Segmentation dataset items
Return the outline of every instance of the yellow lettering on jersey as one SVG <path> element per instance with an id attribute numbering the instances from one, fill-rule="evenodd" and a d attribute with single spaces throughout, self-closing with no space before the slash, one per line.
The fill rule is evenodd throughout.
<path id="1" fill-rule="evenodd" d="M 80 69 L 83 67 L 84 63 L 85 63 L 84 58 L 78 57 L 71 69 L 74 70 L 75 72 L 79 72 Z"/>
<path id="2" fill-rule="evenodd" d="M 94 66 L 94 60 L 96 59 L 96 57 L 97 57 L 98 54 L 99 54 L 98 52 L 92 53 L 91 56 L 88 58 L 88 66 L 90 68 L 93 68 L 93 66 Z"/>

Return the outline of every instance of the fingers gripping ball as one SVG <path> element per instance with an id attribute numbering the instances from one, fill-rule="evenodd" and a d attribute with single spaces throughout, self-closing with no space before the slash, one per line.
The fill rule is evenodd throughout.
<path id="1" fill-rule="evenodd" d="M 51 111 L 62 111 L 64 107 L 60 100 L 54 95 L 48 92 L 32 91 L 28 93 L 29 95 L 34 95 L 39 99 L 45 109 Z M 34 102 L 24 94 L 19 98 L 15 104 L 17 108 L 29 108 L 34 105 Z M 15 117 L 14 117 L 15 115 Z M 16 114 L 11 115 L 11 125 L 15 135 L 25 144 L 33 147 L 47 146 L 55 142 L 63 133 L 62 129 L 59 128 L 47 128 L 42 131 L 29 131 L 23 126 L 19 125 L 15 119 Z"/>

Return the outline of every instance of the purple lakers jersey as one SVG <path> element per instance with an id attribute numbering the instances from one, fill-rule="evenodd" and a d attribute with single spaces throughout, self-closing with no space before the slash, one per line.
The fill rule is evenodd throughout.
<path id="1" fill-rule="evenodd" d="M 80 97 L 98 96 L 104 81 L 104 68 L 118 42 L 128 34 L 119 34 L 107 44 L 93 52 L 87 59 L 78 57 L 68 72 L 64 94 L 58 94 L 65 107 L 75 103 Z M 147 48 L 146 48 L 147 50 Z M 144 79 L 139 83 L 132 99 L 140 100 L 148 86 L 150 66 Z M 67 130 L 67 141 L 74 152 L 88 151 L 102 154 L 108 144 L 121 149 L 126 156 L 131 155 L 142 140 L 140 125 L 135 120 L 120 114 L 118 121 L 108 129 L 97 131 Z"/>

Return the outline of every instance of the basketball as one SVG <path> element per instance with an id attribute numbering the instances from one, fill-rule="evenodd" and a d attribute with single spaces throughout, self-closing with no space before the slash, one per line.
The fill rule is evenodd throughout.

■ Task prompt:
Swap "gripping" for "holding" in the items from the start through the line containing "51 111 L 62", leaving everything else unchanged. Return only those lines.

■ Solution:
Return the outline of every instance of the yellow lettering on jersey as one SVG <path> element per instance with an id attribute numbering the instances from one, fill-rule="evenodd" and a d attribute with single spaces throughout, self-closing with no space before the slash, one per line.
The fill rule is evenodd throughout.
<path id="1" fill-rule="evenodd" d="M 80 69 L 83 67 L 84 63 L 85 63 L 84 58 L 78 57 L 71 69 L 74 70 L 75 72 L 79 72 Z"/>
<path id="2" fill-rule="evenodd" d="M 94 66 L 94 60 L 96 59 L 96 57 L 97 57 L 98 54 L 99 54 L 98 52 L 92 53 L 91 56 L 88 58 L 88 66 L 90 68 L 93 68 L 93 66 Z"/>

Return the outline of every instance of the fingers holding ball as one SVG <path> element per instance with an id attribute numbering the instances from one, fill-rule="evenodd" and a d attribute with single spaces throughout, self-closing with no space before the slash, one per line.
The fill rule is evenodd throughout.
<path id="1" fill-rule="evenodd" d="M 51 111 L 62 111 L 64 107 L 60 100 L 54 95 L 48 92 L 32 91 L 28 93 L 29 95 L 34 95 L 39 99 L 45 109 Z M 34 102 L 24 94 L 19 98 L 15 104 L 17 108 L 29 108 L 34 105 Z M 15 117 L 14 117 L 15 115 Z M 16 114 L 11 115 L 11 125 L 15 135 L 25 144 L 33 147 L 47 146 L 55 142 L 63 133 L 62 129 L 59 128 L 47 128 L 42 131 L 29 131 L 23 126 L 19 125 L 15 119 Z"/>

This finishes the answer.